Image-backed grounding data
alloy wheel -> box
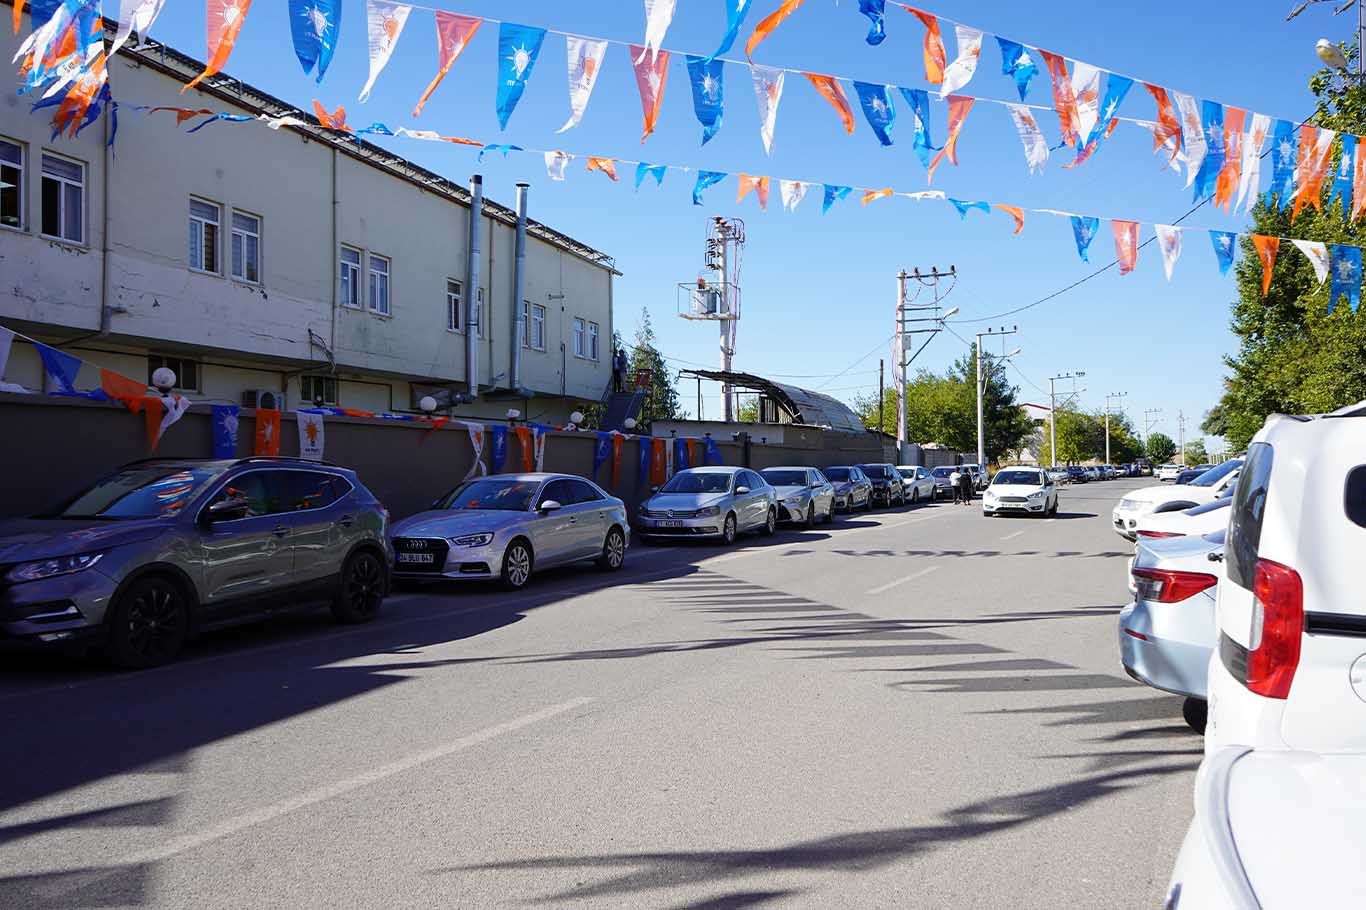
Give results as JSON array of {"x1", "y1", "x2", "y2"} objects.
[
  {"x1": 505, "y1": 543, "x2": 532, "y2": 588},
  {"x1": 124, "y1": 582, "x2": 187, "y2": 664},
  {"x1": 603, "y1": 529, "x2": 625, "y2": 569},
  {"x1": 345, "y1": 553, "x2": 384, "y2": 619}
]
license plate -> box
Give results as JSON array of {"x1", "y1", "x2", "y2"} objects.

• _What you are asked to do_
With pictures excluded, the data must be transcribed in full and to the letter.

• _Response to the task_
alloy wheel -> box
Give results as JSON array of {"x1", "y1", "x2", "y2"} objects.
[
  {"x1": 505, "y1": 543, "x2": 532, "y2": 588},
  {"x1": 124, "y1": 582, "x2": 187, "y2": 664},
  {"x1": 603, "y1": 529, "x2": 625, "y2": 569},
  {"x1": 345, "y1": 553, "x2": 384, "y2": 619}
]
license plate -> box
Give results as JSON array of {"x1", "y1", "x2", "y2"} objects.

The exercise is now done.